── Entries shown
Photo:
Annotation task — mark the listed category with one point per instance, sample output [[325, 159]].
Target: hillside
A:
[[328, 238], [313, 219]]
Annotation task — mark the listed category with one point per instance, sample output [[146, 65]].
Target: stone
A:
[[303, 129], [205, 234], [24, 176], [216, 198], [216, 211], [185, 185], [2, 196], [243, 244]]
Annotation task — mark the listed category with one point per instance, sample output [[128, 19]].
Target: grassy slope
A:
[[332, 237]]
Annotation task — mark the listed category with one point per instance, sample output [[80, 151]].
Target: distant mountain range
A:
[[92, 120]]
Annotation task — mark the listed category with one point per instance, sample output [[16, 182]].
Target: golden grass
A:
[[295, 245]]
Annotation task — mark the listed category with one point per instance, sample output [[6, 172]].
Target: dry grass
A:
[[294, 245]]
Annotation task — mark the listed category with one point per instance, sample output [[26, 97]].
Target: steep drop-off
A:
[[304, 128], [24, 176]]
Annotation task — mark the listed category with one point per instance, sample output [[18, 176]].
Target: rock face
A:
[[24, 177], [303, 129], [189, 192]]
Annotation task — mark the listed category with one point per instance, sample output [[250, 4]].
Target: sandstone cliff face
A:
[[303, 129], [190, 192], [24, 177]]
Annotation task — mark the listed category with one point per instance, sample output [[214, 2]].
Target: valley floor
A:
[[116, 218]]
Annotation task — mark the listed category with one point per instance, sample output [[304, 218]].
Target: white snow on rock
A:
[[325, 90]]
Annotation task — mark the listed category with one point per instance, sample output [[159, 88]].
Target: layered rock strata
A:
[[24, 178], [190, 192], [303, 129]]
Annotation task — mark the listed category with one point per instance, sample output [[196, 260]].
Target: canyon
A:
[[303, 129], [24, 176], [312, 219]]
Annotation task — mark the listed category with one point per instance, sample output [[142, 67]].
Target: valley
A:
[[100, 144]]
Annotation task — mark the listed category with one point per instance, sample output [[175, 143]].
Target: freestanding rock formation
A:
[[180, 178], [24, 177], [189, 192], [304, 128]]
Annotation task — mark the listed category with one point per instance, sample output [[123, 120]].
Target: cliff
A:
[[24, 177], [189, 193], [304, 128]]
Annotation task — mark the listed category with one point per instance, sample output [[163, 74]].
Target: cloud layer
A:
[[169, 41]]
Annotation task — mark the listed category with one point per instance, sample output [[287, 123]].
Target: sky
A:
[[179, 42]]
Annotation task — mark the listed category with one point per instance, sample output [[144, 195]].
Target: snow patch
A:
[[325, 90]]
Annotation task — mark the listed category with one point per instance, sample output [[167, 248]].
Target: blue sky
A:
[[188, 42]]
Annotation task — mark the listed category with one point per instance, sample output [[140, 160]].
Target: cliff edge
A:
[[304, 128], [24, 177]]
────
# Exercise description:
Swap "Target" for "Label" everywhere it occurs in the records, and write all of the records out again with nothing else altered.

# Answer for this exercise:
Photo:
Annotation task — mark the listed category with one point per instance, sample output [[325, 159]].
Label: hillside
A:
[[328, 238], [313, 219]]
Annotation task — mark the listed category with one point per instance, sample output [[146, 65]].
Label: stone
A:
[[303, 129], [205, 234], [24, 176], [216, 198], [216, 211], [185, 185], [2, 196], [243, 244]]
Annotation task — mark the listed category with one point per instance, sample output [[128, 19]].
Label: grassy slope
A:
[[332, 237]]
Annotation task — mark the listed category with one point per instance, sample output [[80, 151]].
Label: distant mountain range
A:
[[92, 120]]
Annotation task — mark the listed category with one point per instance, sample output [[16, 182]].
Label: golden grass
A:
[[295, 245]]
Annotation task — mark the listed category with one point per instance, sample output [[6, 172]].
Label: dry grass
A:
[[294, 245]]
Annotation task — mark the listed category with one point per instance, sample output [[26, 97]].
Label: steep drop-off
A:
[[304, 128], [24, 176]]
Annotation task — mark the listed category with one point per instance, sample output [[18, 176]].
Label: rock face
A:
[[24, 177], [303, 129], [189, 192]]
Annotation task — mark the listed category with one point per instance, sample output [[250, 4]].
Label: sandstone cliff face
A:
[[303, 129], [190, 192], [24, 177]]
Annotation task — mark the listed category with one point per instance, sample output [[214, 2]].
Label: valley floor
A:
[[116, 218]]
Annotation task — mark the listed category with one point per instance, sample output [[304, 218]].
Label: white snow on rock
A:
[[325, 90]]
Annotation task — mark the listed category with one point per instance, sample output [[159, 88]].
Label: layered rock strata
A:
[[24, 178], [190, 192], [303, 129]]
Annotation task — mark the listed category with one point per instance, sample output [[196, 260]].
Label: canyon
A:
[[303, 129], [24, 176], [312, 219]]
Annotation task — mark the listed category with one point per instance, sample output [[142, 67]].
Label: valley
A:
[[100, 144]]
Annotation task — mark the listed category with one point per instance, sample output [[175, 143]].
Label: freestanding rock formation
A:
[[180, 178], [24, 177], [189, 192], [304, 128]]
Annotation task — mark the listed category with one point per instance, sample output [[123, 120]].
Label: cliff
A:
[[24, 177], [189, 193], [304, 128]]
Annotation task — mark the listed category with one point per instance, sample output [[163, 74]].
Label: cloud layer
A:
[[169, 41]]
Annotation task — mark the listed category with one point per instance, sample output [[287, 123]].
Label: sky
A:
[[179, 42]]
Annotation task — mark the listed category with one point per instance, sample output [[144, 195]].
Label: snow patch
A:
[[325, 90]]
Annotation task — mark the listed category with one point per instance, sample output [[167, 248]].
Label: blue sky
A:
[[188, 42]]
Annotation task — mark the listed category with one point per instance, sample output [[140, 160]].
Label: cliff edge
A:
[[304, 128], [24, 177]]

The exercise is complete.